PROMPT 1
Translate this sentence from the bank derivatives passage below into Spanish: "Credit exposure from derivatives increased in the third quarter of 2022 compared with the second quarter of 2022."
PROMPT 2
Name every bank that has a leverage figure calculated in the bank derivatives passage below.
PROMPT 3
Using the bank derivatives passage below, decide whether each statement agrees with it. Answer yes or no, and quote the words that settle it.
(a) Goldman Sachs is shown with 99X leverage.
(b) Bank trading revenue in the third quarter of 2022 was lower than in the previous quarter.
(c) Interest rate products made up less than half of total derivative notional amounts.

[PASSAGE GIVEN start]

Even Funner Fact (yes, I said "funner") # 3: When looking at this information for the top four banks, we can make some interesting observations. Based on the total derivatives, relative to their total assets, there is some serious leverage going on, and not just from these top four banks.. but we'll keep our focus there.

So, let's revisit the table above and analyze this information and see how leveraged these banks were in the third quarter of 2022; rounded to the nearest whole number. (Using the formula Total Derivatives / Total Assets)

JPMorgan - $54,304,061 / $3,308,575 = 16X Leverage

Goldman Sachs - $50,966,723 / $513,905 = 99X Leverage

Citibank - $45,968,848 / $1,714,474 = 27X Leverage

Bank of America - $21,597,071?/ $2,407,902 = 9X Leverage


Back to our topic at hand..

Interest Rate Derivatives (IRD)

The OCC makes quick work of presenting some eye-watering numbers in their executive summary, as it relates to derivatives, and are as follows:

  • Insured U.S. commercial banks and savings associations (collectively, banks) reported trading revenue of $12.7 billion in the third quarter of 2022, $2.4 billion more (22.9 percent) than in the previous quarter and $5.8 billion more (84.1 percent) than a year earlier
  • Credit exposure from derivatives increased in the third quarter of 2022 compared with the second quarter of 2022
  • Derivative notional amounts increased in the third quarter of 2022 by $231.0 billion, or 0.1 percent, to $195.1 trillion
  • Derivative contracts remained concentrated in interest rate products, which totaled $142.0 trillion or 72.8 percent of total derivative notional amounts.

[PASSAGE GIVEN end]
[DATA RECORDS start]

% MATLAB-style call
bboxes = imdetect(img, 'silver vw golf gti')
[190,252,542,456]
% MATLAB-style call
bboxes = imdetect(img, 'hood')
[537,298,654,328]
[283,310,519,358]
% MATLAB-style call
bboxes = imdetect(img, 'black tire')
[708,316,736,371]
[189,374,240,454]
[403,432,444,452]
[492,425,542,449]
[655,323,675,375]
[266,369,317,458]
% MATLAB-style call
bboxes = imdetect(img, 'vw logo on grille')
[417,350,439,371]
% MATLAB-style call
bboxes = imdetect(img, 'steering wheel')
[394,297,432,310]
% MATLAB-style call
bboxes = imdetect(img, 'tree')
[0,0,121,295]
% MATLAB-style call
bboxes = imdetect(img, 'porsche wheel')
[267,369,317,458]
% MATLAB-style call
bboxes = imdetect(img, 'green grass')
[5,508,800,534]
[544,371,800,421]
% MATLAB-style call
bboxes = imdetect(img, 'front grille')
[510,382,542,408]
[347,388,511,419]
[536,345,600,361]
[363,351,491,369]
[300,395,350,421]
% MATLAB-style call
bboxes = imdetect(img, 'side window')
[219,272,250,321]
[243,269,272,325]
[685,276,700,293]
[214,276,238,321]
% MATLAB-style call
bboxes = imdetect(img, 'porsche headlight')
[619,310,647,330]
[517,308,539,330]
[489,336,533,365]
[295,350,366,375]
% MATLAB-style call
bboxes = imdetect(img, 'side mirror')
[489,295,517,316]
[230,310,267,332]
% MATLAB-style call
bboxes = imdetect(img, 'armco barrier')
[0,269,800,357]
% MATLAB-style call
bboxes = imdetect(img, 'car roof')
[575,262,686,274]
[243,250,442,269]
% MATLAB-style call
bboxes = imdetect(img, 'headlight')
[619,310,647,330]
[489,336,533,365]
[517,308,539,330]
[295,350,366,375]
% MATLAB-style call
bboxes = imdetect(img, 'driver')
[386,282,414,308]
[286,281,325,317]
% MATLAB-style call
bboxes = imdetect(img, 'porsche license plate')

[DATA RECORDS end]

WRITTEN ANSWER 1
La exposición crediticia por derivados aumentó en el tercer trimestre de 2022 en comparación con el segundo trimestre de 2022.

WRITTEN ANSWER 2
JPMorgan, Goldman Sachs, Citibank, Bank of America

WRITTEN ANSWER 3
(a) Yes: "Goldman Sachs - $50,966,723 / $513,905 = 99X Leverage"
(b) No: "$2.4 billion more (22.9 percent) than in the previous quarter"
(c) No: "which totaled $142.0 trillion or 72.8 percent of total derivative notional amounts"